## Trecho do documento
════
As atuações são todas influenciadas pela maneira como o diretor
quer seus personagens (como o Tarantino brilhantemente falou ontem em
seu discurso), e o roteiro chega ao telespectador não menos do que
NA FORMA QUE o diretor desejar. O diretor faz o filme, amigos, o
resto do staff, por mais brilhante e importante que seja, é apenas
ajuda (e com isso, eu NÃO QUERO MENOSPREZAR os excelentes trabalhos
que fazem, entendam o que eu escrevo). Amigos, em um plano ideal, não
existe premiar filme sem premiar diretor e vice-versa. Ciente dessa
equivalência, a Academia aproveita para esticar sua Política e
estendê-la, várias vezes, a pessoas diferentes e que mereçam
prêmios. Por isso, prêmio de Diretor para o Ang Lee e de Melhor
Filme para Argo. Simplesmente porque ambos foram os melhores rebentos
do Cinema em 2012, mas por motivos diferentes.
Pois
bem. Dito isto, posso falar o motivo do texto: a Cerimônia ontem foi
o maior fracasso e a maior decepção dos últimos tempos, sem dúvida
nenhuma.
Por
quê? Tudo ia bem, o host estava ótimo, as apresentações também,
os filmes eram bons e merecedores, tudo caminhava bem. MAS a Academia
TINHA que ultrapassar a tênue linha entre Política e política e,
assim, corromper a sua premiação. Ao pedir para Michelle Obama,
esposa do Presidente Obama, fazer o anúncio mais importante da
noite, preterindo Jack Nicholson (um dos mais grandiosos nomes do
Cinema), ela conseguiu manchar a própria reputação. Fazendo isso,
veio à tona a ligação política entre o Governo dos EUA e a
premiação de uma Sociedade que se sabe, antes de tudo, mundial.
Oras, uma das organizadoras do evento, eu fiquei sabendo depois, é
filha de um membro da comissão apoiadora do Presidente, e por isso a
Michelle estava lá, selando a presença da Casa Branca num evento
que não tem absolutamente nada a ver com ela. Eu não deveria saber
disso; isso não deveria importar.
Oras,
na manhã dos Oscars mesmo eu entrei numa discussão com os meus pais
para defender a credibilidade do evento. Minha mãe dizia que a
Academia estava corrompida e que sofria influências externas que lhe
impediriam de realizar a boa premiação. Eu falei que não, que por
mais que às vezes as premiações fossem questionáveis, elas sempre
eram fruto de uma Política válida e que tinham sua própria lógica,
nunca motivadas por fatores externos ocultos. Minha mãe então falou
“E por quê os três filmes favoritos tem o Governo dos EUA como
heróis?”. Eu, sabe-tudo, respondi “Coincidência, oras”.
════
## Material fornecido

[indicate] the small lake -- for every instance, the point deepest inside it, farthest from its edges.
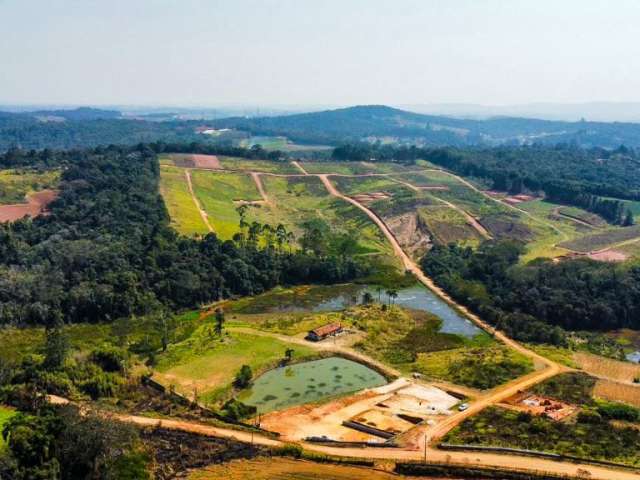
════
## Enunciado
Prossiga o texto sobre a cerimônia do Oscar a partir da última frase apresentada. O material não tem nenhum papel nesta atividade.

## Resultado esperado
(Detalhe: entramos nessa discussão porque eu sentia que A Vida de Pi
ou Os Miseráveis devia ser o vencedor, mas que sabia que os
favoritos eram A Hora Mais Escura, Argo e Lincoln).
Como,
amigos, posso olhar para a mamãe agora sem lhe conceder a vitória
na fundamentação, submetendo minha própria argumentação, sabendo
que foi a Casa Branca quem anunciou o melhor filme? (Melhor filme
este sobre atos seus.) Ang Lee recebeu Melhor Diretor, mostrando que,
como eu, havia dissidentes dentro da própria Academia. Mas as
influências externas podem ter falado mais alto, e por isso quem vai
ser lembrado como o Melhor Filme será o escolhido pela Casa Branca.
Por
mais que tudo isto que eu disse possa estar errado e, num plano onde
as verdades reais das coisas sejam realmente auferíveis, Argo tenha
sido o melhor filme, não creio que se possa negar: a impessoalidade,
tanto da Academia como da Casa Branca, foram violadas. E aos olhos do
mundo inteiro, o Oscar, em seus minutos finais, virou O Show do
Governo Americano.
Nunca,
em todos os anos vivi dentro do cinema, vi Jack Nicholson, um dos
meus ídolos cinematográficos, sequer dividir a cena com uma figura
política tão limitada nacionalmente quanto a mulher do Presidente.
Por que, então, tenho que assistir isso acontecer no evento que diz
como são as coisas de cinema na vida real?